Copy the lines of the records below word for word, starting at the line that contains "Annotation round 2 (review). The target object is rocky slope." and stopping after the line that contains "53,75,81,89".

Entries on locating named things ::
%%
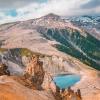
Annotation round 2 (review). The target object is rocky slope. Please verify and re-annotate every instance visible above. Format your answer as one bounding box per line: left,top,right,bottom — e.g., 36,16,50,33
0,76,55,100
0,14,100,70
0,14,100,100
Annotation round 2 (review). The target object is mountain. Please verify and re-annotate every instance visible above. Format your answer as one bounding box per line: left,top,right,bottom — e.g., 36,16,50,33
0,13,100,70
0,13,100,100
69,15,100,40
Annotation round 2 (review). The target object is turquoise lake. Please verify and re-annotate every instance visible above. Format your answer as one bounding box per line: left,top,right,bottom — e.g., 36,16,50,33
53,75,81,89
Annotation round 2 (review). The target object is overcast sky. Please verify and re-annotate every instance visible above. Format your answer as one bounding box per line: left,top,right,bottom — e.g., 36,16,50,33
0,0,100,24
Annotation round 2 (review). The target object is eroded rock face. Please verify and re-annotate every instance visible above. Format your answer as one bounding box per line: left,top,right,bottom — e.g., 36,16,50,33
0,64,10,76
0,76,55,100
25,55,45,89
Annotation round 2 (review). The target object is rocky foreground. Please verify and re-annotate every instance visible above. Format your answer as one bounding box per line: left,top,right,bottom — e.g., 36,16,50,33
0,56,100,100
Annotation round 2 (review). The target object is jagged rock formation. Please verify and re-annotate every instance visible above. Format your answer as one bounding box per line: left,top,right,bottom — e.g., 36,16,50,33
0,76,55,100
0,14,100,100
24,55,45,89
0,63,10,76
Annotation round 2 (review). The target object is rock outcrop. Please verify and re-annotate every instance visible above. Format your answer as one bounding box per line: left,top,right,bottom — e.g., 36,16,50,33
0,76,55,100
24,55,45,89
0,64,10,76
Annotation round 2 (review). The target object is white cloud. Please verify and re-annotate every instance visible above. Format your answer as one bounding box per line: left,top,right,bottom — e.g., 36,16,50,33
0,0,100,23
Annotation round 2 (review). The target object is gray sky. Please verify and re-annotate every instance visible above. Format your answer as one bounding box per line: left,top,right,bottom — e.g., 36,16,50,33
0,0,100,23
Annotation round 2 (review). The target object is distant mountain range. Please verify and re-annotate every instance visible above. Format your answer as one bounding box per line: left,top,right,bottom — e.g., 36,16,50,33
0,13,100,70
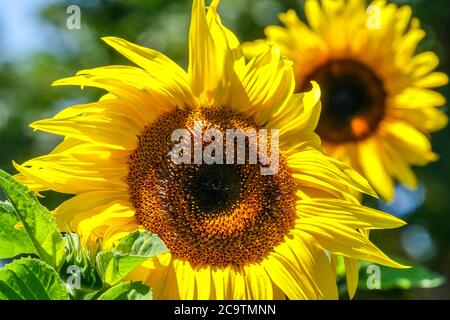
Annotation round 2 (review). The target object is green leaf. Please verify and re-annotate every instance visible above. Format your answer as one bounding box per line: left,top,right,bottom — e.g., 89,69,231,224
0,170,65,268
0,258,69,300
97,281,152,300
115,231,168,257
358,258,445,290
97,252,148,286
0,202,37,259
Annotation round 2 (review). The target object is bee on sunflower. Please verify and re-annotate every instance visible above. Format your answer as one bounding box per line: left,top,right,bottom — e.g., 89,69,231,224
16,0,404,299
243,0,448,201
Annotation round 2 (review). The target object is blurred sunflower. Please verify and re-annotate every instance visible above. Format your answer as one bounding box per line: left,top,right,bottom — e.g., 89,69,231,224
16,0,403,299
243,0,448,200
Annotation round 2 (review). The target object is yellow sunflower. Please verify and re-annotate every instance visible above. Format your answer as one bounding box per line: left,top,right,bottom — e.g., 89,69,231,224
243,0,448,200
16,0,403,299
%%
%%
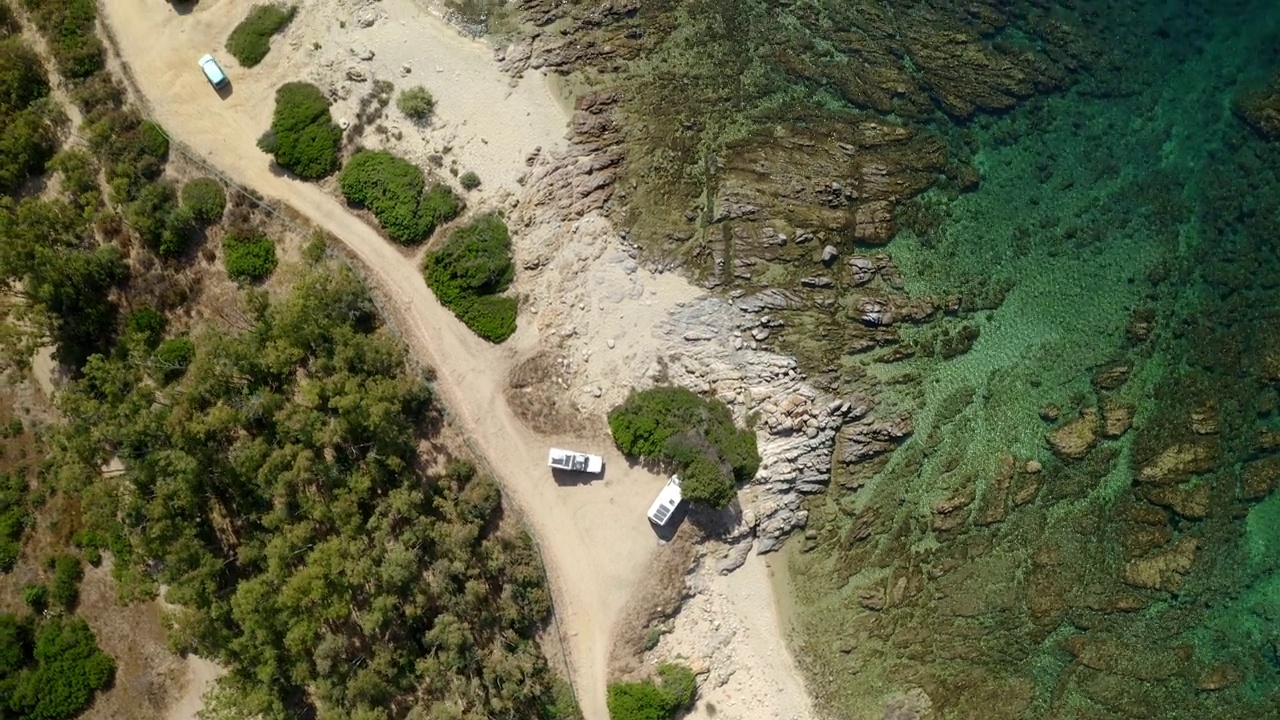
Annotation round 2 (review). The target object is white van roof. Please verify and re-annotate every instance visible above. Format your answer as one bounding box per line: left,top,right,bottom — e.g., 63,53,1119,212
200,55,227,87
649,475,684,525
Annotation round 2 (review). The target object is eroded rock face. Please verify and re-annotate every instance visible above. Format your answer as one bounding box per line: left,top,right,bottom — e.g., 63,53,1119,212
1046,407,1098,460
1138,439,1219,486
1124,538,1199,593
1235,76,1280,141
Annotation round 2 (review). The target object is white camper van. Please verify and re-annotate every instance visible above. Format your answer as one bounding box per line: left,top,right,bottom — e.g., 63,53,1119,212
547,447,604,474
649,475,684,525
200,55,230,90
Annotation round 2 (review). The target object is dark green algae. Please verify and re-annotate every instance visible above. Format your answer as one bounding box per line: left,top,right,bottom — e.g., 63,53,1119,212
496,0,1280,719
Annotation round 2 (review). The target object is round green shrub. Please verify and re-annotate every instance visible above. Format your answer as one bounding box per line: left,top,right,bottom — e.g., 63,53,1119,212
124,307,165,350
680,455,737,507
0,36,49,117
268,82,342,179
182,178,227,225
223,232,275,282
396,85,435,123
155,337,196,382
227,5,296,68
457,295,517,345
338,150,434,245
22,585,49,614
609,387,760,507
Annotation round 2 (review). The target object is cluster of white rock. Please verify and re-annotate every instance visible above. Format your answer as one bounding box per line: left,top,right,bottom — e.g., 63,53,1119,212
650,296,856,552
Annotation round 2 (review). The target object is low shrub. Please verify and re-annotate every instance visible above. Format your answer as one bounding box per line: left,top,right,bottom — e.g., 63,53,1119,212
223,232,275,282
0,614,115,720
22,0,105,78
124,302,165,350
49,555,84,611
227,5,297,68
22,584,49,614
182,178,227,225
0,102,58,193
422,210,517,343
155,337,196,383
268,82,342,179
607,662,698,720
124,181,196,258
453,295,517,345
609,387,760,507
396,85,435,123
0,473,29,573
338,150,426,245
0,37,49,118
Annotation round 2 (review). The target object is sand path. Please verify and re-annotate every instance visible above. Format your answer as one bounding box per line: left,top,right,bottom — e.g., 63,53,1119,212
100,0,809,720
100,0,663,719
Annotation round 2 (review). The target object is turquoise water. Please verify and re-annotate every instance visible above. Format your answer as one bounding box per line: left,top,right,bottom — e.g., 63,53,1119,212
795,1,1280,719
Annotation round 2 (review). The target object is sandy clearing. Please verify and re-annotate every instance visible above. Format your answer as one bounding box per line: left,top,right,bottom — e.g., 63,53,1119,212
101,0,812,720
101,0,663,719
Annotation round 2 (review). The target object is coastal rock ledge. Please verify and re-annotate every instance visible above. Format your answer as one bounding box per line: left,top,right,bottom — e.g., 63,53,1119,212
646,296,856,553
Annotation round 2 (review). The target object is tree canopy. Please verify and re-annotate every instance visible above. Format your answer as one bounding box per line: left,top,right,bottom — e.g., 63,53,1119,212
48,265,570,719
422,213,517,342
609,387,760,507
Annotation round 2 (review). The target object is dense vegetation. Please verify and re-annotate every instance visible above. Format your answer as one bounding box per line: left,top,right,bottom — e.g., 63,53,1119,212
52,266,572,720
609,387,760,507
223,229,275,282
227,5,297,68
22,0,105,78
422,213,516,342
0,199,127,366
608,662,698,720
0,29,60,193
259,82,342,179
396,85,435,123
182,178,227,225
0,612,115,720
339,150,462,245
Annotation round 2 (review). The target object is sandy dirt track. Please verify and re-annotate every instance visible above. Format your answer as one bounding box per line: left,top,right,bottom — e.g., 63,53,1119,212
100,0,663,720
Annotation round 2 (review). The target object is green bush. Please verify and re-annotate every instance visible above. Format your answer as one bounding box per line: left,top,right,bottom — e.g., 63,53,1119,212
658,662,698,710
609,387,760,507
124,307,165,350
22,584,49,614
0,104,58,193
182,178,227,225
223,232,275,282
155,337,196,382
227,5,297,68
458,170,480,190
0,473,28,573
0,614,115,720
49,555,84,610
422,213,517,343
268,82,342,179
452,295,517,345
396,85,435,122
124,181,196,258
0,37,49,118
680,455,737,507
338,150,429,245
%%
Solution ::
Annotation round 2 (review). The target object is rocky slope. Please verify and re-annotate every instance visible above. Format your answer as one bounding box per line: left,top,right,bottom — e.g., 36,16,50,33
0,76,55,100
0,14,100,70
0,14,100,100
Annotation round 2 (review). The target object is mountain. Please verify and re-annotate every instance visible above. Format your answer as one bounding box per line: left,top,right,bottom — e.g., 36,16,50,33
0,13,100,70
0,13,100,100
69,15,100,40
Annotation round 2 (review). The target object is turquoise lake. Please verify and re-annotate every instance visible above. Format your answer as one bounding box per line: left,top,right,bottom — e.g., 36,16,50,33
53,75,81,89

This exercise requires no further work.